- TO BE DONE
Reproduce the items below, starting at the very beginning and ending at the line containing "[[251, 686]]", both ends included, with the requests kept and every coordinate in the answers multiplied by 1.5 and rounded to a whole number, halves rounded up. Omit the pictures from your reply.

[Start MATERIAL TO PROCESS]

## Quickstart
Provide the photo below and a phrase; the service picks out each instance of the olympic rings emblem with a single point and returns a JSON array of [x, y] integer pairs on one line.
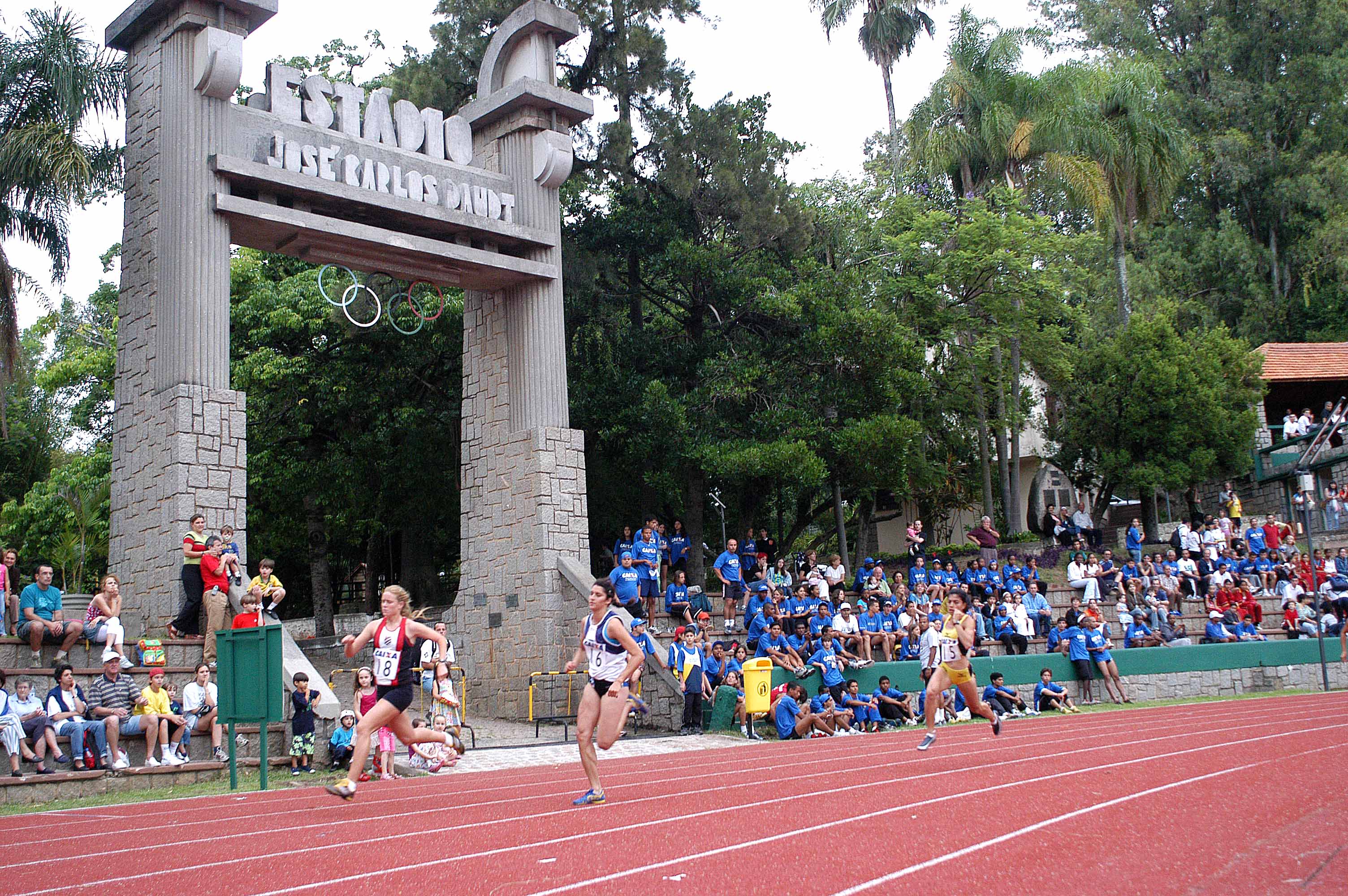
[[383, 290]]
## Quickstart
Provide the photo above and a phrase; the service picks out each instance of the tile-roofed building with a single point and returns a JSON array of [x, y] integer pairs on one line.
[[1304, 362]]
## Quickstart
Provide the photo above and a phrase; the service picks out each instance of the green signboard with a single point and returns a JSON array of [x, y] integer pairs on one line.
[[251, 686]]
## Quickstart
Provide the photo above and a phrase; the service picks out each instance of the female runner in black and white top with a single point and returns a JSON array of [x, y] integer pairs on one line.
[[394, 684], [614, 658]]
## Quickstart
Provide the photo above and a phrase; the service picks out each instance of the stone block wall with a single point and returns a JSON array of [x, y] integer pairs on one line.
[[180, 433], [523, 504]]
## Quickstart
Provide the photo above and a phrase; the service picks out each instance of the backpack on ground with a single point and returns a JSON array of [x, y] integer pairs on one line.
[[151, 651]]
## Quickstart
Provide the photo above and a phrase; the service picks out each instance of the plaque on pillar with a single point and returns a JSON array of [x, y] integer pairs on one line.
[[333, 174]]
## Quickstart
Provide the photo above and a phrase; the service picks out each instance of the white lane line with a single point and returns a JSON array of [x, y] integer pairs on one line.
[[1095, 723], [812, 829], [795, 764], [789, 762], [1049, 823], [662, 798]]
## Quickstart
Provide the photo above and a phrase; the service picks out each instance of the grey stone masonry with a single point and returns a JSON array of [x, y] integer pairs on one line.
[[178, 430], [523, 504]]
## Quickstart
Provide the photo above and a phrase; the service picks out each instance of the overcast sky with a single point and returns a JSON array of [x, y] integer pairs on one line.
[[825, 95]]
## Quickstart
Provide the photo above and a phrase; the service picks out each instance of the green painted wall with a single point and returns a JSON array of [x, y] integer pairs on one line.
[[1149, 661]]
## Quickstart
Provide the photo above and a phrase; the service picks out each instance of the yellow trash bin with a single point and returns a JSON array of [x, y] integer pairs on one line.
[[758, 685]]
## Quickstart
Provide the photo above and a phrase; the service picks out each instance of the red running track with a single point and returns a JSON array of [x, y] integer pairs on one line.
[[1222, 798]]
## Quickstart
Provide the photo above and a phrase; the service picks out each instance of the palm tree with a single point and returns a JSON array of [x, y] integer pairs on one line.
[[52, 81], [890, 29], [1140, 147]]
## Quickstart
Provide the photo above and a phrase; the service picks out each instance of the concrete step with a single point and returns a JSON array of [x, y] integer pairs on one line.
[[42, 788], [15, 654]]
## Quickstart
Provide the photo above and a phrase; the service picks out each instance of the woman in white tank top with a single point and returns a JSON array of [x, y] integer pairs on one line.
[[614, 658]]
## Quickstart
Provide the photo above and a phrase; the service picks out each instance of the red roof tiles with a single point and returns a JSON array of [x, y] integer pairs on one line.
[[1304, 362]]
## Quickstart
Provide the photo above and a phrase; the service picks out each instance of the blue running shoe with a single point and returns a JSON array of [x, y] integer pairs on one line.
[[591, 798]]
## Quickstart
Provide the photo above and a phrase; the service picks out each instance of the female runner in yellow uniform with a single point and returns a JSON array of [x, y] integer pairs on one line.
[[954, 649]]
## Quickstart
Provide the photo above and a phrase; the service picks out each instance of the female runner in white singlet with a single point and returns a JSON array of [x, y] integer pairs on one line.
[[954, 651], [614, 658], [394, 684]]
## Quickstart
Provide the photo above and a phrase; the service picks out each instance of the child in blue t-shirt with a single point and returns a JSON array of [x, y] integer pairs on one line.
[[1049, 694], [688, 668], [229, 554]]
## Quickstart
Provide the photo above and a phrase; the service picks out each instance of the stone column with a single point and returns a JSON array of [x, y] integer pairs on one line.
[[178, 429], [523, 470]]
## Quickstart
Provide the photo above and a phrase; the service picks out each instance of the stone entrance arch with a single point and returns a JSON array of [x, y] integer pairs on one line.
[[328, 174]]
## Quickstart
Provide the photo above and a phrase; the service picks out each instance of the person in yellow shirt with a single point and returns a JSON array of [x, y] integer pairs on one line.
[[268, 586], [156, 700]]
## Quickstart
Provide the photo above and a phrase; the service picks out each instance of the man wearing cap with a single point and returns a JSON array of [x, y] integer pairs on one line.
[[1140, 634], [117, 697], [646, 558], [677, 604], [863, 573], [627, 584], [1216, 631], [727, 569], [848, 630], [339, 744], [1038, 609]]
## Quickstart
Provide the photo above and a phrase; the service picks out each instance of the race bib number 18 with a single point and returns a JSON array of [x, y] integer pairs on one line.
[[386, 666]]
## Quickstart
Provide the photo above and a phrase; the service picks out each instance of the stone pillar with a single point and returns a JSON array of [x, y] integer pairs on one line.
[[178, 429], [523, 470]]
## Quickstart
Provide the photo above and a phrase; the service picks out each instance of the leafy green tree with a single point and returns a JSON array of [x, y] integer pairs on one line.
[[52, 81], [1157, 409], [64, 519], [890, 30], [1258, 86], [80, 370]]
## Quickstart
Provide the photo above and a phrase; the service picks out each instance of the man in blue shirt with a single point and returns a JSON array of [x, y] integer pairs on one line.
[[646, 558], [1218, 633], [917, 573], [625, 543], [1250, 633], [774, 646], [864, 708], [760, 625], [1054, 637], [1037, 605], [627, 582], [727, 568], [795, 723], [1005, 700], [1099, 649], [830, 663], [894, 705], [1049, 694], [1140, 634], [823, 620], [1133, 541], [1075, 638], [677, 603], [41, 620], [800, 641]]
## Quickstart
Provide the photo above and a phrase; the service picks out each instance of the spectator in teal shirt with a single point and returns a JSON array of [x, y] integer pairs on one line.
[[41, 620]]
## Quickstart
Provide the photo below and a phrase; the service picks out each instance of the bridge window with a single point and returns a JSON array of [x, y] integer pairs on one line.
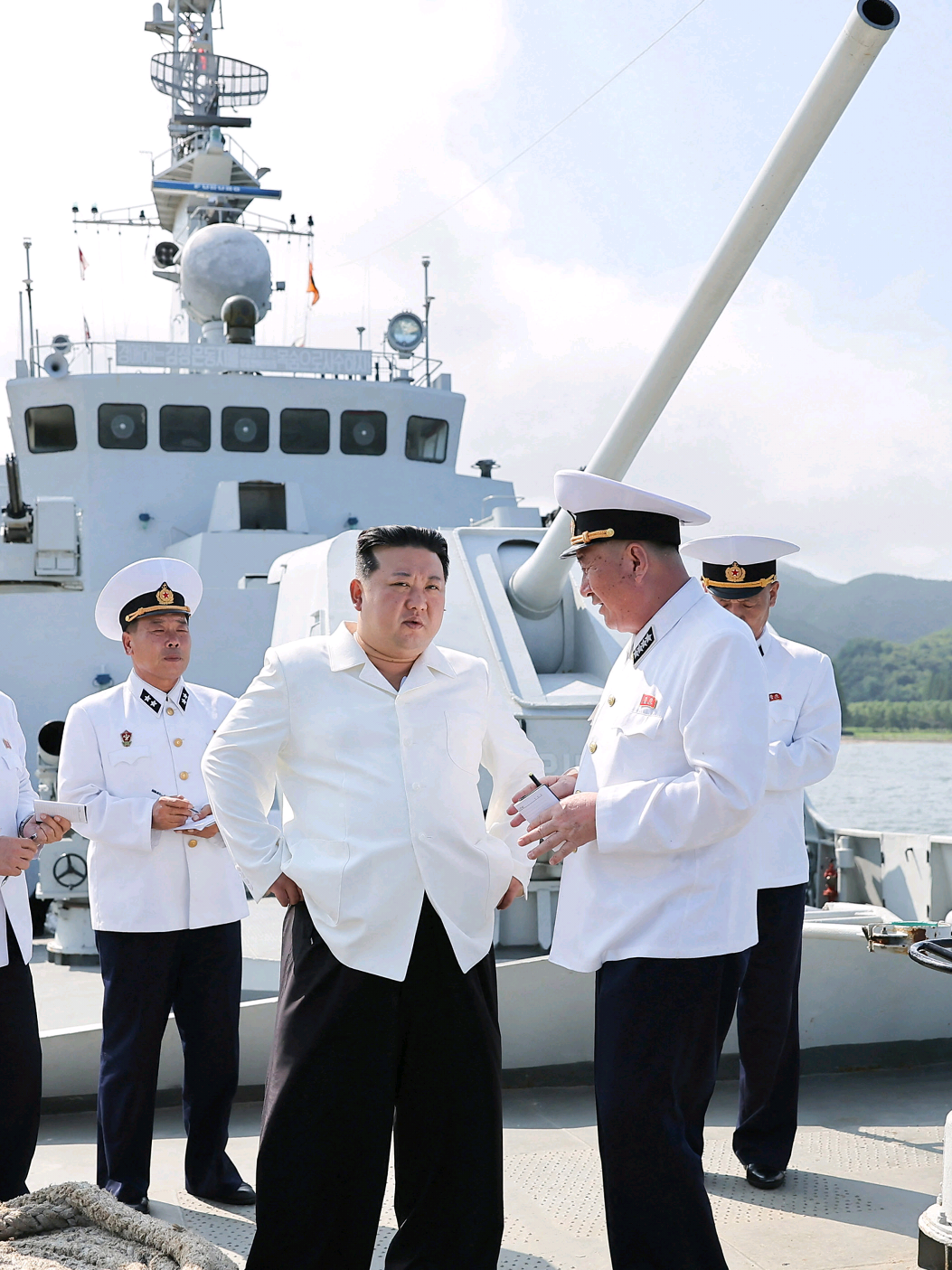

[End MATERIAL TO PROCESS]

- ANSWER
## Quickstart
Provide the photo below and a phrase; the service picks out each instance of the olympic rings emblem with a single point and returns a JSON array of [x, y] integer pairs on one line.
[[575, 435]]
## Quickstart
Provide the photo above and a phrase; the service picks out each instance of the tile-roofed building with a single point and returns a JSON array of [x, y] integer pairs on one line.
[[1956, 543]]
## Quickstart
Provide the photo above and a phrase; the service picks out each instance of the green signboard with a single point and returns a JSON array of [x, y] integer pairs on one line.
[[377, 1029]]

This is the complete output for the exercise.